* **EXERCISE OBJECTIVE**:
The word "disc" marks the lines to keep; find each one in the data and copy it.
--- SUPPLIED DATA Enclosed Below ---
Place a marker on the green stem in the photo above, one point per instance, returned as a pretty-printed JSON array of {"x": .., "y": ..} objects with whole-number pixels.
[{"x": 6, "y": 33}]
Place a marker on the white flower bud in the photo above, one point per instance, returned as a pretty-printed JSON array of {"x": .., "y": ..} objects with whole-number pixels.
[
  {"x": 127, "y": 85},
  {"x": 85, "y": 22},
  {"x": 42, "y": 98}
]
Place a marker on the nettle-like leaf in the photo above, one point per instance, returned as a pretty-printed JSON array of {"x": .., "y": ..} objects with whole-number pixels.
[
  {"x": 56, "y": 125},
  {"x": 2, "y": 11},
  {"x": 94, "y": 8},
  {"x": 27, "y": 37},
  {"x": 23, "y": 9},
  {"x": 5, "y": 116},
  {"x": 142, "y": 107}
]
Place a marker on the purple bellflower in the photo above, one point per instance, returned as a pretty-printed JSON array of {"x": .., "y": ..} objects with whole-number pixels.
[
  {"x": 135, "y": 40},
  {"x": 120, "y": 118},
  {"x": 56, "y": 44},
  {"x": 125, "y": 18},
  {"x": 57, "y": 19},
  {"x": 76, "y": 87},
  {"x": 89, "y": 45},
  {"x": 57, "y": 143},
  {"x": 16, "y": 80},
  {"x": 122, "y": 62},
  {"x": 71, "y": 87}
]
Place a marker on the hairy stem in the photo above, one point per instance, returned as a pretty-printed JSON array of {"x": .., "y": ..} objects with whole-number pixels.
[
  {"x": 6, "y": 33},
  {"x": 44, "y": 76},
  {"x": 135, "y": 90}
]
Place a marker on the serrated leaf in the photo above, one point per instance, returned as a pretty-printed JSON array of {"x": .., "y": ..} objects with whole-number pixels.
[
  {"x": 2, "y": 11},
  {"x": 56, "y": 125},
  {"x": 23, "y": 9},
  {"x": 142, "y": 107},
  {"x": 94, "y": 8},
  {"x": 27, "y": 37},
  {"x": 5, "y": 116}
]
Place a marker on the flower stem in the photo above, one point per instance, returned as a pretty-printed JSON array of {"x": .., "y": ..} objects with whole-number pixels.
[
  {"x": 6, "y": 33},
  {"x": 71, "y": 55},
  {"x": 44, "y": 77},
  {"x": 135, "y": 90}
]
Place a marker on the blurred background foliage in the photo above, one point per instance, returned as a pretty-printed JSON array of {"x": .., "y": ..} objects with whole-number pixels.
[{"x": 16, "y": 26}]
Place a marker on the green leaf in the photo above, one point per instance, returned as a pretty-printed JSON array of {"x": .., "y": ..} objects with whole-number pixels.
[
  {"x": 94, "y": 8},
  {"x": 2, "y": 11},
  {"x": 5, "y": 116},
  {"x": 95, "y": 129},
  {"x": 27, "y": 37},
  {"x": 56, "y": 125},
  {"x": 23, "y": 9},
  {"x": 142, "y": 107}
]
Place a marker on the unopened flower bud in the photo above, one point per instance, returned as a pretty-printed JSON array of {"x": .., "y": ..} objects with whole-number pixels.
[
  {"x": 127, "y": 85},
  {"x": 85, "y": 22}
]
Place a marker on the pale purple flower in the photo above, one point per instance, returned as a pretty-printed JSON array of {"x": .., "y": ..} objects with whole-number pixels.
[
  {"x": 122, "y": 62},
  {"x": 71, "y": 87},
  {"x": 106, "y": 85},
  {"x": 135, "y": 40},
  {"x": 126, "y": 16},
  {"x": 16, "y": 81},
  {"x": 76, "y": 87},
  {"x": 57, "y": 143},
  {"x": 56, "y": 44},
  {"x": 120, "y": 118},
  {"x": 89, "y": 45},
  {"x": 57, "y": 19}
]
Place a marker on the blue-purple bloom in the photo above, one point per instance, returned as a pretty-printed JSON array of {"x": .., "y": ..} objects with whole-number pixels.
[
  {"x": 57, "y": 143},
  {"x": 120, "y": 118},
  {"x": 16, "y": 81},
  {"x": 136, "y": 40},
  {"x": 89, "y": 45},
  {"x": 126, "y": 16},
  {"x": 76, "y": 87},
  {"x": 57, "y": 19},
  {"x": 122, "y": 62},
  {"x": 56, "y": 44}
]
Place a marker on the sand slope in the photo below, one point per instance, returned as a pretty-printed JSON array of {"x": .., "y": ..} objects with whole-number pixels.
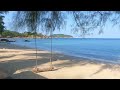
[{"x": 17, "y": 62}]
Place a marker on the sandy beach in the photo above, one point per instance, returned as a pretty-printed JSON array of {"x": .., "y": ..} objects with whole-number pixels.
[{"x": 17, "y": 62}]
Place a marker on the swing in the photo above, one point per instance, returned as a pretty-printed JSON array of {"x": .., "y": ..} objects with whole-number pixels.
[{"x": 50, "y": 67}]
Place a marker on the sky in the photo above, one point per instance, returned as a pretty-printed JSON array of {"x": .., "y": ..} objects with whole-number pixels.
[{"x": 109, "y": 30}]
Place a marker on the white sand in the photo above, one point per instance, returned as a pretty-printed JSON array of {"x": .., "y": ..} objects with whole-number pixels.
[{"x": 18, "y": 63}]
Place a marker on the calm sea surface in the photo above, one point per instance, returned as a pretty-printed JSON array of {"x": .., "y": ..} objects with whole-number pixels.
[{"x": 99, "y": 49}]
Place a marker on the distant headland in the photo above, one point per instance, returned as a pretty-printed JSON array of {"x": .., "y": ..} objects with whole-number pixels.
[{"x": 14, "y": 34}]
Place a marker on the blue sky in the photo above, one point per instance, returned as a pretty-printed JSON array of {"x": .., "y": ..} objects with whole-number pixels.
[{"x": 109, "y": 31}]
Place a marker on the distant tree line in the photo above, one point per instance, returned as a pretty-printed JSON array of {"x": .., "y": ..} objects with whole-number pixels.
[{"x": 8, "y": 33}]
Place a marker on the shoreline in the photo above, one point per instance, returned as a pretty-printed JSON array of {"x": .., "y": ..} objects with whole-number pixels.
[
  {"x": 18, "y": 61},
  {"x": 74, "y": 57}
]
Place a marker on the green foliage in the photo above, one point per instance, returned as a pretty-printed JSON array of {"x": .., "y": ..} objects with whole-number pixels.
[
  {"x": 61, "y": 35},
  {"x": 2, "y": 27},
  {"x": 8, "y": 33}
]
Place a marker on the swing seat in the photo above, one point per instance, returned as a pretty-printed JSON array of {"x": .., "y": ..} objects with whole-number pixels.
[{"x": 43, "y": 69}]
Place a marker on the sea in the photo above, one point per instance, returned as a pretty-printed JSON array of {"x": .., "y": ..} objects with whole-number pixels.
[{"x": 100, "y": 49}]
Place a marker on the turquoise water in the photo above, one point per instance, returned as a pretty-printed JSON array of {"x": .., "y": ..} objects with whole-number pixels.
[{"x": 98, "y": 49}]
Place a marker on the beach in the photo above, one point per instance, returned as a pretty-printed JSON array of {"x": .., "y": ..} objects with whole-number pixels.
[{"x": 18, "y": 61}]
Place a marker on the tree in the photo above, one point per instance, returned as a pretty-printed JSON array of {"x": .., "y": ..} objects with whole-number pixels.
[{"x": 2, "y": 27}]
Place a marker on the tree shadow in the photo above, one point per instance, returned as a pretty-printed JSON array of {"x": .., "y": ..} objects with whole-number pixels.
[
  {"x": 10, "y": 67},
  {"x": 27, "y": 75}
]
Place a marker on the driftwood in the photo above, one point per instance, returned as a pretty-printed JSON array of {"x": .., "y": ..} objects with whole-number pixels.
[{"x": 43, "y": 69}]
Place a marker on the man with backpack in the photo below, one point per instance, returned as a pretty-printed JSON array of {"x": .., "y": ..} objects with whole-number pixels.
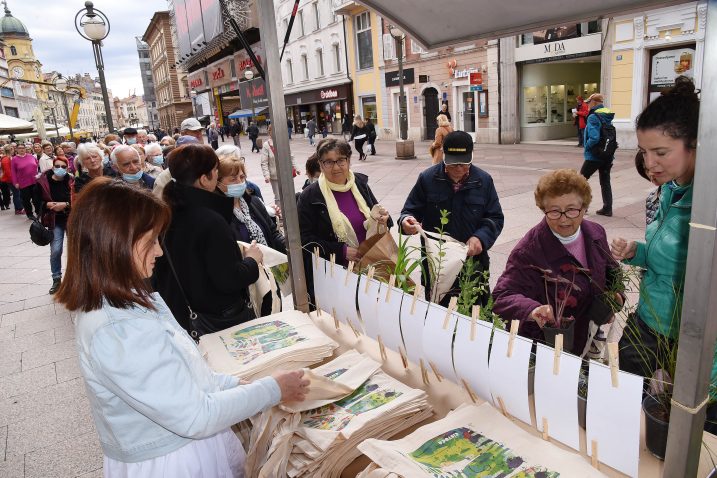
[{"x": 600, "y": 147}]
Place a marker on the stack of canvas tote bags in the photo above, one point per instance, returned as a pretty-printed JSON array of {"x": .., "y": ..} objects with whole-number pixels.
[
  {"x": 255, "y": 349},
  {"x": 473, "y": 440},
  {"x": 318, "y": 438}
]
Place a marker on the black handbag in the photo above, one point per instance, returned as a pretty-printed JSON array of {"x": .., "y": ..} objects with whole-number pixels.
[
  {"x": 202, "y": 323},
  {"x": 39, "y": 234}
]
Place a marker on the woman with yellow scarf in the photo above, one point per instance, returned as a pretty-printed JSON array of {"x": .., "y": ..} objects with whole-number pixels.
[{"x": 335, "y": 212}]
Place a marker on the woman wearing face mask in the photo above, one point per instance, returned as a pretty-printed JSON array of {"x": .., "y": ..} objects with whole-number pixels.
[
  {"x": 203, "y": 267},
  {"x": 55, "y": 187},
  {"x": 251, "y": 221}
]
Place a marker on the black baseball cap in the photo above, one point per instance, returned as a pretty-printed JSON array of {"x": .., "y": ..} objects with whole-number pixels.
[{"x": 458, "y": 148}]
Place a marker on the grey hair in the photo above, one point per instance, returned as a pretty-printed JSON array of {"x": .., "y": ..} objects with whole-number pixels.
[
  {"x": 120, "y": 148},
  {"x": 86, "y": 149},
  {"x": 229, "y": 151}
]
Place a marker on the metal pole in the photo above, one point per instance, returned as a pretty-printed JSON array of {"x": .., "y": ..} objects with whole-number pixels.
[
  {"x": 698, "y": 329},
  {"x": 97, "y": 49},
  {"x": 277, "y": 106}
]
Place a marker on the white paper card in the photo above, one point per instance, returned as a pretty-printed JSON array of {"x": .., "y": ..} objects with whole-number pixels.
[
  {"x": 556, "y": 395},
  {"x": 389, "y": 313},
  {"x": 412, "y": 328},
  {"x": 509, "y": 375},
  {"x": 470, "y": 357},
  {"x": 368, "y": 305},
  {"x": 613, "y": 418},
  {"x": 438, "y": 341}
]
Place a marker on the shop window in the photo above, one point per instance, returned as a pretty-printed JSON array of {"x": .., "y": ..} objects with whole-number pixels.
[
  {"x": 535, "y": 105},
  {"x": 364, "y": 42}
]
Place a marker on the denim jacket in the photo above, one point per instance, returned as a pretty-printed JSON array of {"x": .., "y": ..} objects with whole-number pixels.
[{"x": 150, "y": 390}]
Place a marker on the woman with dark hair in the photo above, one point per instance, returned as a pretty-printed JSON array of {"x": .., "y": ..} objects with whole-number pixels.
[
  {"x": 203, "y": 268},
  {"x": 158, "y": 408}
]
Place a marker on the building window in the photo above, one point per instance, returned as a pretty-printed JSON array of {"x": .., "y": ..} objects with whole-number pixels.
[
  {"x": 317, "y": 18},
  {"x": 305, "y": 66},
  {"x": 364, "y": 44},
  {"x": 337, "y": 58},
  {"x": 320, "y": 61}
]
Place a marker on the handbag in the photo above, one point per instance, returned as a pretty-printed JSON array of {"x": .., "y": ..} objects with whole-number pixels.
[{"x": 202, "y": 323}]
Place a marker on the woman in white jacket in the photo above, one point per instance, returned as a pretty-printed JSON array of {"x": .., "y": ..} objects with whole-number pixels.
[{"x": 268, "y": 165}]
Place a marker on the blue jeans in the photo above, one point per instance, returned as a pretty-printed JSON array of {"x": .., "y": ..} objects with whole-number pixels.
[{"x": 56, "y": 251}]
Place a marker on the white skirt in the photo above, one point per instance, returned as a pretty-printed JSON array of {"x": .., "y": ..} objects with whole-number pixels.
[{"x": 221, "y": 456}]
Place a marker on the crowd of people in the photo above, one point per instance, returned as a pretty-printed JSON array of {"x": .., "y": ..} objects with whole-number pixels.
[{"x": 145, "y": 284}]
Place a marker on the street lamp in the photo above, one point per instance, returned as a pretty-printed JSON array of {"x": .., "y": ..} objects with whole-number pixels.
[
  {"x": 93, "y": 25},
  {"x": 249, "y": 76},
  {"x": 404, "y": 149}
]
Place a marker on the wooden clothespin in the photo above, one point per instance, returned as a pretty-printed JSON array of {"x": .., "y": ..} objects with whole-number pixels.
[
  {"x": 474, "y": 320},
  {"x": 369, "y": 276},
  {"x": 416, "y": 292},
  {"x": 614, "y": 361},
  {"x": 435, "y": 371},
  {"x": 424, "y": 372},
  {"x": 594, "y": 458},
  {"x": 382, "y": 348},
  {"x": 391, "y": 283},
  {"x": 513, "y": 332},
  {"x": 451, "y": 308},
  {"x": 469, "y": 391},
  {"x": 558, "y": 353},
  {"x": 349, "y": 270}
]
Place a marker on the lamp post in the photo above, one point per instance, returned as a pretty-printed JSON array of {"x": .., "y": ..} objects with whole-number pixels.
[
  {"x": 404, "y": 148},
  {"x": 93, "y": 25},
  {"x": 249, "y": 76}
]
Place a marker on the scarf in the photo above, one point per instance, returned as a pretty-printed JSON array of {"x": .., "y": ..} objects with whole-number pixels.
[
  {"x": 339, "y": 222},
  {"x": 255, "y": 232}
]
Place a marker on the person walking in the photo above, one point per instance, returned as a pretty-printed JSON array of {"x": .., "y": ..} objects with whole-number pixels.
[
  {"x": 598, "y": 116},
  {"x": 311, "y": 130},
  {"x": 24, "y": 177},
  {"x": 253, "y": 132},
  {"x": 55, "y": 188},
  {"x": 359, "y": 133}
]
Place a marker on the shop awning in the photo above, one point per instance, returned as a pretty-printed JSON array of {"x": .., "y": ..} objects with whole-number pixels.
[{"x": 248, "y": 113}]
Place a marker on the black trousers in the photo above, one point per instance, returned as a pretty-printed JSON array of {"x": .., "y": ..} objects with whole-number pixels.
[{"x": 603, "y": 167}]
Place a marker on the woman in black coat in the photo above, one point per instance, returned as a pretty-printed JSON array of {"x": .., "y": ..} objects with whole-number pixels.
[{"x": 212, "y": 277}]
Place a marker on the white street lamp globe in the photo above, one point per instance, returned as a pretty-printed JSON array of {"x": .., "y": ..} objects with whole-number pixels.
[{"x": 95, "y": 28}]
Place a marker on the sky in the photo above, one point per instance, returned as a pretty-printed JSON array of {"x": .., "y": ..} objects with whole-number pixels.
[{"x": 59, "y": 47}]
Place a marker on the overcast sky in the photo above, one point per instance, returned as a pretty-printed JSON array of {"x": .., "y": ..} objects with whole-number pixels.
[{"x": 59, "y": 47}]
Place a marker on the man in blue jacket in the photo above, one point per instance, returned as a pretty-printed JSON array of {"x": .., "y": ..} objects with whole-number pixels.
[
  {"x": 598, "y": 114},
  {"x": 467, "y": 192}
]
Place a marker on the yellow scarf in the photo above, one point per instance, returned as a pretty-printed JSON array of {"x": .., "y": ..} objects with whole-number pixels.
[{"x": 339, "y": 222}]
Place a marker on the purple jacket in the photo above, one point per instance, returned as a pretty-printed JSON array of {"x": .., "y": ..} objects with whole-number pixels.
[{"x": 521, "y": 287}]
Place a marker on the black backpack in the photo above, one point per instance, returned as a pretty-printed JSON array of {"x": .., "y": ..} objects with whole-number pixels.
[{"x": 605, "y": 149}]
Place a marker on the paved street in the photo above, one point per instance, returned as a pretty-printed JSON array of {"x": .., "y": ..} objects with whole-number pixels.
[{"x": 45, "y": 425}]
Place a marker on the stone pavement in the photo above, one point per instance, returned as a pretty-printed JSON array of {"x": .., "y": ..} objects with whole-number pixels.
[{"x": 45, "y": 425}]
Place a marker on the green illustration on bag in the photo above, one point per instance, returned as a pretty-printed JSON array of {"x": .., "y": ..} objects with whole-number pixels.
[
  {"x": 248, "y": 344},
  {"x": 465, "y": 453},
  {"x": 336, "y": 416}
]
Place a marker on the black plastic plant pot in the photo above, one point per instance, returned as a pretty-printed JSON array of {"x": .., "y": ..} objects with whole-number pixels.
[
  {"x": 655, "y": 426},
  {"x": 568, "y": 333}
]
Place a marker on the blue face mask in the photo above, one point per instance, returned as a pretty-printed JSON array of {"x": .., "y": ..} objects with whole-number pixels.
[
  {"x": 132, "y": 178},
  {"x": 236, "y": 190}
]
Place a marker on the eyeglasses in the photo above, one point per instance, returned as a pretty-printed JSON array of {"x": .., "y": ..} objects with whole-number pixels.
[
  {"x": 571, "y": 213},
  {"x": 339, "y": 162}
]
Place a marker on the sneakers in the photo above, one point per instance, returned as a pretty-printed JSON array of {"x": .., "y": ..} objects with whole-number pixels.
[{"x": 55, "y": 286}]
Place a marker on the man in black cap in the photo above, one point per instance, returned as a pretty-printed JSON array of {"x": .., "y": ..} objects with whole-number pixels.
[{"x": 467, "y": 193}]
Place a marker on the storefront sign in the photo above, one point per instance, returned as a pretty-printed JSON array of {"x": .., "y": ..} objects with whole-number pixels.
[
  {"x": 393, "y": 80},
  {"x": 559, "y": 49}
]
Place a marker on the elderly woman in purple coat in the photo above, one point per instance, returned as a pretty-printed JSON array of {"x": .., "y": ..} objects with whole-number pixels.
[{"x": 562, "y": 270}]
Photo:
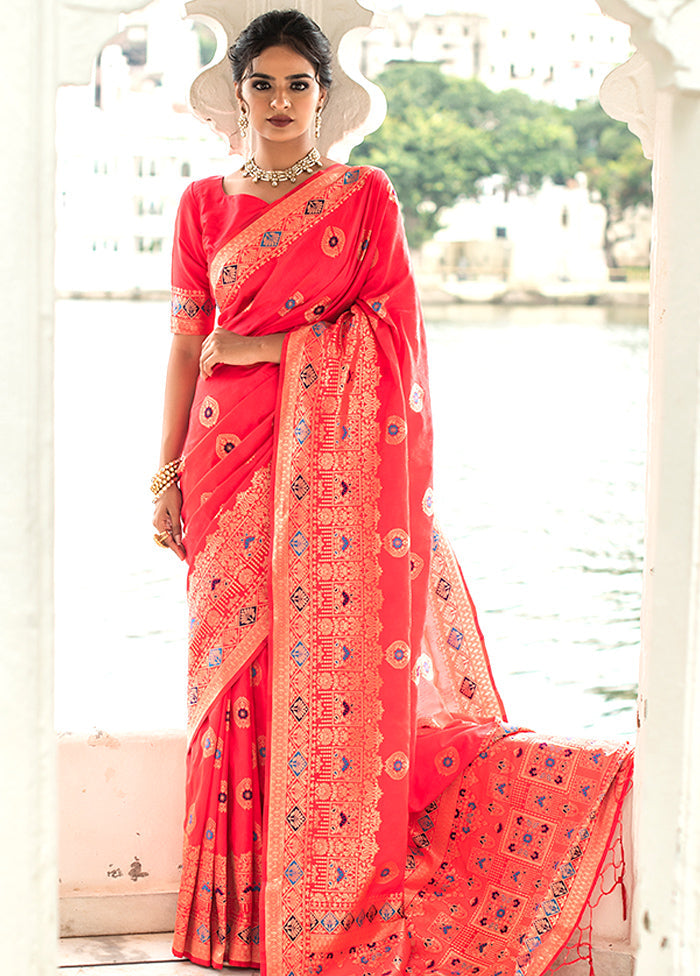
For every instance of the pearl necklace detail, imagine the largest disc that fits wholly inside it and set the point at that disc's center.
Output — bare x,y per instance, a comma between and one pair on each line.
275,176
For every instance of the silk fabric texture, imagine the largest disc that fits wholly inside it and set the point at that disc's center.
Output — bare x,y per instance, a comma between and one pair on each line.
356,801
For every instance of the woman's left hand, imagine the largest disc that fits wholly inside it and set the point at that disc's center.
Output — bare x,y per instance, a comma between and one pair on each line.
222,347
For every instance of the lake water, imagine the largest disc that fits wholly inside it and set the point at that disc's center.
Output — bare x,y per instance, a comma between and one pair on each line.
540,453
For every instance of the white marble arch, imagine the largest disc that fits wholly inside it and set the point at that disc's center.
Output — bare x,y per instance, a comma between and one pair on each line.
54,41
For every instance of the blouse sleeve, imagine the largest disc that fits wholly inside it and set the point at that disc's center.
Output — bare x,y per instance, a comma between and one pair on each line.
192,306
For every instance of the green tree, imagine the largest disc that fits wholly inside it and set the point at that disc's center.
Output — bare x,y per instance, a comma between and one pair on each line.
432,155
612,159
443,135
--- End of Enclosed SUPPLIED DATA ---
* **ANSWER**:
For every instance of the pearl necklace detail, imagine the largest disc that fits wholly inside it and set the point at that disc's center.
For every instance of the silk fabric texture, imagine the largest disc that fits wholly inside it and set the point at that disc's center.
For every instance of the woman's left hand, imagine the largest disc that fits wholly inside it and set the point at that disc's center.
For every instance of the lake water, imagine the largest disc that fits wholly inside it and set the point at that disc's center.
For every instance of the white marble arch, imagine the largest disc that fits wholly inside it and set the point at that disc's center.
For every instance of the blouse sleeve, imagine the largest disc that fits wholly inside it and set the point at that disc's center.
For every instance of the green tree, imagine the largest disc that fits wholly inside it and set the point at that disc's center.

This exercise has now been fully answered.